• **Work to be completed**:
Write the next part of the dissertation description on religion, health, and mortality in China, beginning after its final sentence.

• **Page extract**:
+ + +
The Ecological Effects of Religion on Health and Mortality in China (Dissertation)

Dissertation Advisors: Fenggang Yang (Chair), Christopher G. Ellison, Daniel V.A. Olson, and Shawn Bauldry

All-Cause Crude Mortality Rates in Chinese Counties, 2000
All-Cause Crude Mortality Rates in Chinese Counties, 2000

In recent decades, public health research has discovered that the places where people live, work, and play matter more for their health than their genes and biology. Prior social epidemiological studies, however, neglect a key aspect of local areas: the religious environment. Although religion is a profoundly social phenomenon that shapes the values, norms, and behaviors of both individuals and communities, most health research today reduces religion to an individual-level attribute. Scholars are only beginning to recognize that the demographic presence and socio-cultural influence of religion(s) in local geographic areas affect population health and mortality in the U.S., and we know little about this topic in other social, political, and cultural contexts.
+ + +
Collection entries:

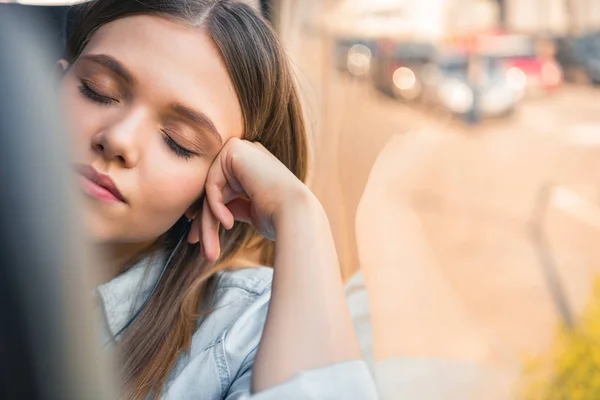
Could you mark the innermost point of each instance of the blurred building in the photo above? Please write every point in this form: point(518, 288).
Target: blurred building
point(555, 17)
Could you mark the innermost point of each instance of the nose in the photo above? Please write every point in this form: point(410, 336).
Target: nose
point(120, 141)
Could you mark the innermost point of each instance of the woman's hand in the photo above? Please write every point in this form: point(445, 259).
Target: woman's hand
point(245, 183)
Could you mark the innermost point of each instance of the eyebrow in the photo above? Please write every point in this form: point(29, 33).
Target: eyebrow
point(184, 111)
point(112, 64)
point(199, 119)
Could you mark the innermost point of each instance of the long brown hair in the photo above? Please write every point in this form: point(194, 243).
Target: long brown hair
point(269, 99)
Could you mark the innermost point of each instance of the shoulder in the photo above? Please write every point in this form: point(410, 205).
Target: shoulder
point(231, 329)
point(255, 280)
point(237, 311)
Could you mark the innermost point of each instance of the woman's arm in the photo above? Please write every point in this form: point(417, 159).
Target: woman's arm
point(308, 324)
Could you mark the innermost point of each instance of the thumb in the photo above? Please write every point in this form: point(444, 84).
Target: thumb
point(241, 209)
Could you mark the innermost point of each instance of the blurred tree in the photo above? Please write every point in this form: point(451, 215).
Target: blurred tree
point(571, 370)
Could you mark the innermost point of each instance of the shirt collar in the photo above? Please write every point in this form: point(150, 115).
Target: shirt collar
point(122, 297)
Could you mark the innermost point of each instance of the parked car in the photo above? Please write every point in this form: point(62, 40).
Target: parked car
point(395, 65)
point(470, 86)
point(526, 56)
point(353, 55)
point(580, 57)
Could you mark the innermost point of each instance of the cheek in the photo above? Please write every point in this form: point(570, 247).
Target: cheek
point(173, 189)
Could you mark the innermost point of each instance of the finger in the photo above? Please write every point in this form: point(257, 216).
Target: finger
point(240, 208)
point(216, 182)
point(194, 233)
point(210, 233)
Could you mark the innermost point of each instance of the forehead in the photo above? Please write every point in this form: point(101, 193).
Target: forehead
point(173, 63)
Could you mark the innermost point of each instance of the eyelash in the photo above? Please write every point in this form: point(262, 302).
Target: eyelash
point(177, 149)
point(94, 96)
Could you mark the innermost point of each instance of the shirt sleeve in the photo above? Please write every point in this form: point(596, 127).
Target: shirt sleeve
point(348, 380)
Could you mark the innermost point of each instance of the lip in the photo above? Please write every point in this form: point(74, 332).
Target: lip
+ + +
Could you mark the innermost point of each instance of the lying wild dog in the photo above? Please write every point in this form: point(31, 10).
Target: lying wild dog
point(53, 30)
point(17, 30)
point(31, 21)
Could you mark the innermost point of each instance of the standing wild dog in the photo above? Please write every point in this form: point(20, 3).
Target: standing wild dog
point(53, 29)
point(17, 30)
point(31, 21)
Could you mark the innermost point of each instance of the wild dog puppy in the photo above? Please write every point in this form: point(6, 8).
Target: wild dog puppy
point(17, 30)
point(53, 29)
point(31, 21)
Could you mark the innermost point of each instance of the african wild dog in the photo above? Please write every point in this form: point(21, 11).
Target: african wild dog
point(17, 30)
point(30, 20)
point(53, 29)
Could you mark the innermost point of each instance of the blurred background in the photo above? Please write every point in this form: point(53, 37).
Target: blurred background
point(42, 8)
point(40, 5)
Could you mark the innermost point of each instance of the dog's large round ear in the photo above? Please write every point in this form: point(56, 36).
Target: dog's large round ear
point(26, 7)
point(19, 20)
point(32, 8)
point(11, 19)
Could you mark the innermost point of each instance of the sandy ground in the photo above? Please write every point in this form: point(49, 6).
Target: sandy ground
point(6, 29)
+ + +
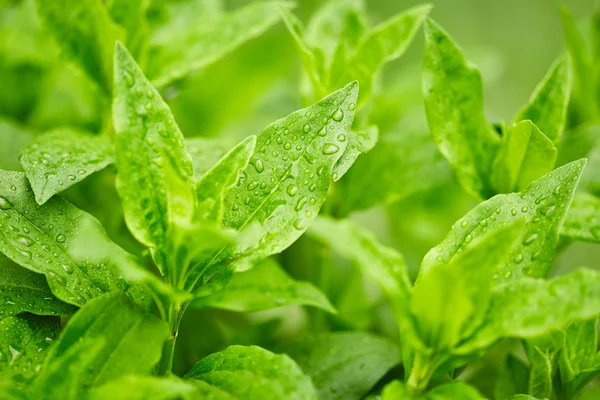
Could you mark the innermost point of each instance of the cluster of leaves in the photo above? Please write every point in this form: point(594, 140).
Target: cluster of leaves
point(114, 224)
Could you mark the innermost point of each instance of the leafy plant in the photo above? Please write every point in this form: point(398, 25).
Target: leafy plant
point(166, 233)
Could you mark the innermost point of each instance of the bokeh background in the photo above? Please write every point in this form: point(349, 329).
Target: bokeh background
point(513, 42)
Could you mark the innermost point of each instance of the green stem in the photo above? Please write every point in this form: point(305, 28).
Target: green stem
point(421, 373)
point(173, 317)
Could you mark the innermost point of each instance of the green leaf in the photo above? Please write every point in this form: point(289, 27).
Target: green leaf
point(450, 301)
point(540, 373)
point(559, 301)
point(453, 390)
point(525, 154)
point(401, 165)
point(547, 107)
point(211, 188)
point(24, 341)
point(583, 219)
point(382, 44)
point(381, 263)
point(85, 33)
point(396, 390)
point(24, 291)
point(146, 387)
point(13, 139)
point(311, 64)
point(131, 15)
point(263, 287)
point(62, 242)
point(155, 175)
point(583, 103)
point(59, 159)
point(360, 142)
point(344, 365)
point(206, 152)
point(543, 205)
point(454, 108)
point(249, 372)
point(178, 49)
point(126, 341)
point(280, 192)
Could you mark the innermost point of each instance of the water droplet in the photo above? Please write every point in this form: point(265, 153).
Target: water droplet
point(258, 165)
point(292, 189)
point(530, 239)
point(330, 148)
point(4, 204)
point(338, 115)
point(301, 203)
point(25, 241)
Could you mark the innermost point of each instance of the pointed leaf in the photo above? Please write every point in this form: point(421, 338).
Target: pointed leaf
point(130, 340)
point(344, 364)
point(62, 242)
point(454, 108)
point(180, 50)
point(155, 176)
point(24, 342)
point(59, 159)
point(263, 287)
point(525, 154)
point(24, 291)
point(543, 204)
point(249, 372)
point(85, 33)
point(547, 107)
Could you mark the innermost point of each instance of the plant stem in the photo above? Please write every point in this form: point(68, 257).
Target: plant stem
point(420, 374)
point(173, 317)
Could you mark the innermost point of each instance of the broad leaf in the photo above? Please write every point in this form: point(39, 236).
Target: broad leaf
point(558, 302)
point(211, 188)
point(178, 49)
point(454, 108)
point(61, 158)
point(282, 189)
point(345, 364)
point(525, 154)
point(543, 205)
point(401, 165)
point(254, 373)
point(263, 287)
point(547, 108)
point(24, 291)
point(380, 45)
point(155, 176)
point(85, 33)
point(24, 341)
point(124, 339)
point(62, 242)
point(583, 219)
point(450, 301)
+ + +
• **Task response**:
Chinese Population (in millions) by Age Group in 2017 and Projections in 2050
Chinese Population (in millions) by Age Group in 2017 and Projections in 2050

My dissertation research expands this work to Mainland China where I investigate the ecological effect of religion on the physical health and mortality of China’s rapidly aging population. In this study, I emphasize religion as a socio-cultural characteristic of local areas and incorporate theoretical explanations for the religion-health connection into social epidemiological and social network frameworks. Using geographic data from the Online Spiritual Atlas of China of religious sites in China merged with official census reports and the China Health and Retirement Longitudinal Study, this research applies statistical methods for analyzing spatial and multi-level data to identify patterns in self-rated health, chronic illness, functional limitations, and mortality associated with the religious composition of local Chinese areas. Detailed analyses examine differences across geographic levels, religious groups, and individual religious affiliations, as well as test explanatory mechanisms and social pathways—such as social participation, social support, and health behaviors—that link these associations. Using China as a comparative case, this study draws attention to religious values, norms, and behaviors as important socio-cultural factors of local areas that impact population health.